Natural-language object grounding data
··········

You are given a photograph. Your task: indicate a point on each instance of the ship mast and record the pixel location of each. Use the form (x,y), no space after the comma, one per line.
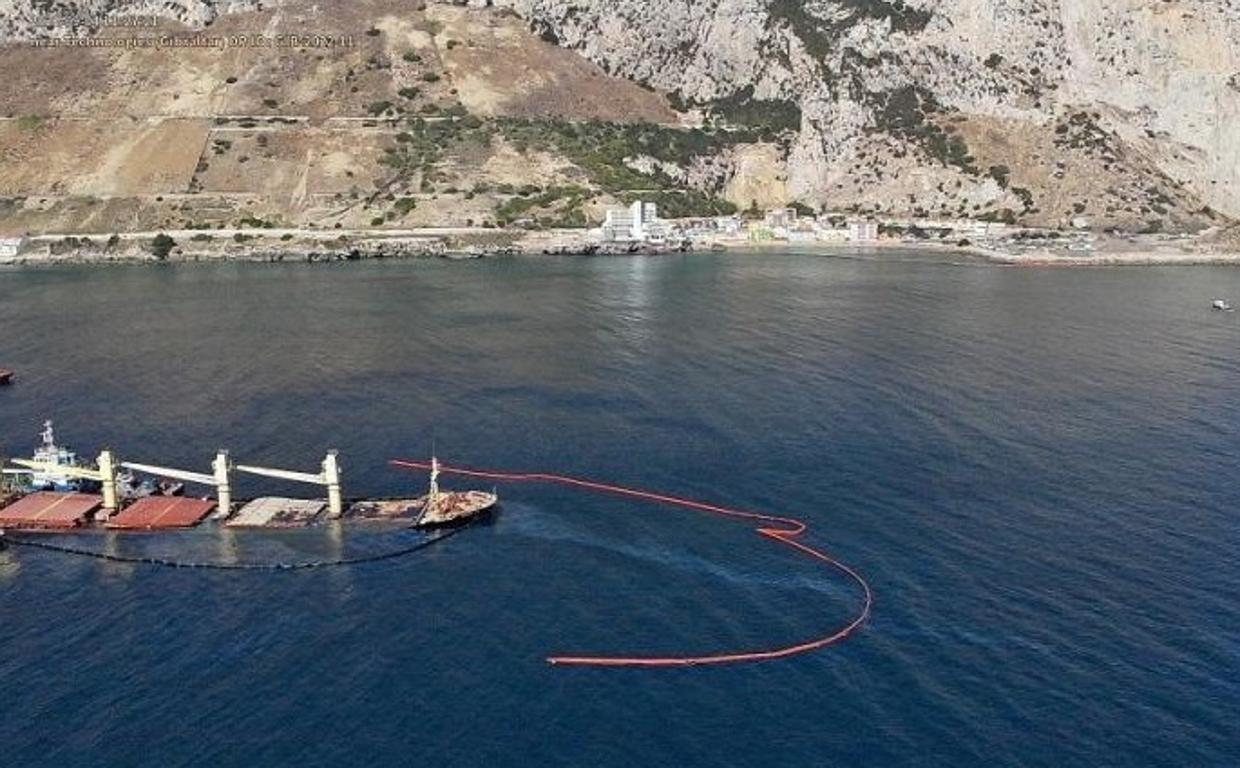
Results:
(433,493)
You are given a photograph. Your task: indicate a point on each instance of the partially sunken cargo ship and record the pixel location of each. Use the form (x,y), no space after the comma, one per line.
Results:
(53,490)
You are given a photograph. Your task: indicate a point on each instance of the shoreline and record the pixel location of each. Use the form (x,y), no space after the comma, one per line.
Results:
(331,246)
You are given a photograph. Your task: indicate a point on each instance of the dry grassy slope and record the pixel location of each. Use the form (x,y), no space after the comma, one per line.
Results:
(93,139)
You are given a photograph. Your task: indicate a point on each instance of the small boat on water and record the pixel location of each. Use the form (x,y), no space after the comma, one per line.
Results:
(57,455)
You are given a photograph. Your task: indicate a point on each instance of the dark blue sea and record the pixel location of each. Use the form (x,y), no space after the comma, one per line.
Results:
(1038,470)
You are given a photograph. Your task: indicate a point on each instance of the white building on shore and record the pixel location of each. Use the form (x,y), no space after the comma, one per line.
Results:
(636,223)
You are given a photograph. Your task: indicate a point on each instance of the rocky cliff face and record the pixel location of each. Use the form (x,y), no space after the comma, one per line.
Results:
(1117,111)
(1109,113)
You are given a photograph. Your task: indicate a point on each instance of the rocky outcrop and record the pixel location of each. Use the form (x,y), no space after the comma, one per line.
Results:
(1104,113)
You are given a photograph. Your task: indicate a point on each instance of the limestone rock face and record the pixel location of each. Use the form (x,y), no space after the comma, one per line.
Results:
(1117,112)
(1157,80)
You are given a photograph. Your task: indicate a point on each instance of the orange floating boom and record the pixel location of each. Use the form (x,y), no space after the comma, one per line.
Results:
(788,534)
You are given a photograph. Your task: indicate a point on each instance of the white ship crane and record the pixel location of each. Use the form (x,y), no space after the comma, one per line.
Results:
(221,467)
(327,477)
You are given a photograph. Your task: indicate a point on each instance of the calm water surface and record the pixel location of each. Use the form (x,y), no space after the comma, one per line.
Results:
(1036,469)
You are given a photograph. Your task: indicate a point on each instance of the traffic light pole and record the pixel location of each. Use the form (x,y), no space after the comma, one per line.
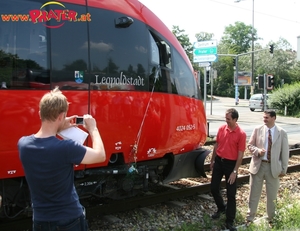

··········

(Task prompt) Each line above should be written out again exactly, without any image.

(Answer section)
You are given a photograph. Your task: indicate a point on each instance of the ship mast and record the pixel location of each. Use the form (x,y), no space after the comma, one per line.
Results:
(433,493)
You are given a photograph. Your task: indicate a point on each instance of the partially sunken cargo ship and record the pixel location of each. Use the form (x,y), no space after the comma, one per line.
Results:
(53,490)
You are given a photograph. Your task: indicate a point on each instance of the shoreline and record the pixel location of each. Use the form (x,y), no space after the comma, one per line.
Results:
(331,246)
You are given a photograph. Your task: indicate a point on each instance of the dry grassy slope and record the pixel location of each. Use the form (x,y), no space after the comma, one per line.
Results:
(93,139)
You are given a photograph. Your task: indicate a point on each instance of the small boat on water and record the pixel location of each. Use the form (x,y), no space after the comma, one per line.
Results:
(57,455)
You are given a photograph. Your task: indicate a point on each instance of the dark blue sea and record the pixel location of each. Use the form (x,y), no space after the comma, one per line.
Results:
(1038,470)
You are given a photograph. Your task: indicate a point on each instance of the white building on shore and record the pixel location of each. Use the form (x,y), no space after the comma, one per line.
Results:
(636,223)
You are given a photograph. Your task: indicate a point on each instance of the rocky cliff face and record the pixel location of each. Use the form (x,y), no space after the comma, one per line.
Results:
(1117,111)
(1109,113)
You are given a photograph. Your task: indicate a point on each instance of the rocky outcrop and record the pixel location of each. Use the form (x,y), no space after the comma, one per line.
Results:
(1104,113)
You are given a photograph. Your task: indicate a point on each instance of the limestone rock face and record the pixel location of each. Use the form (x,y), no space after the comma, one per line.
Results:
(1117,112)
(1157,80)
You are given a photograph. Your task: indicate a point on each instance of the orange floating boom and record the pixel location of each. Use the form (x,y), no space after the comma, one per line.
Results:
(788,534)
You are given a photograph. Your task: indicate a point on each instance of the white ship crane and record the pixel location of each. Use the form (x,y), no space after the comma, one per line.
Results:
(221,467)
(327,477)
You are given a photograph. Your task: indicate a point on each instance of the calm water surface and record the pixel location of each. Use the form (x,y), no space after the comma, one per line.
Results:
(1036,469)
You are given a photograph. Your task: indicate a point on each instance of the traffic light pole and record the pixel location of each. Use the form (x,y), no space after the comma, one per line.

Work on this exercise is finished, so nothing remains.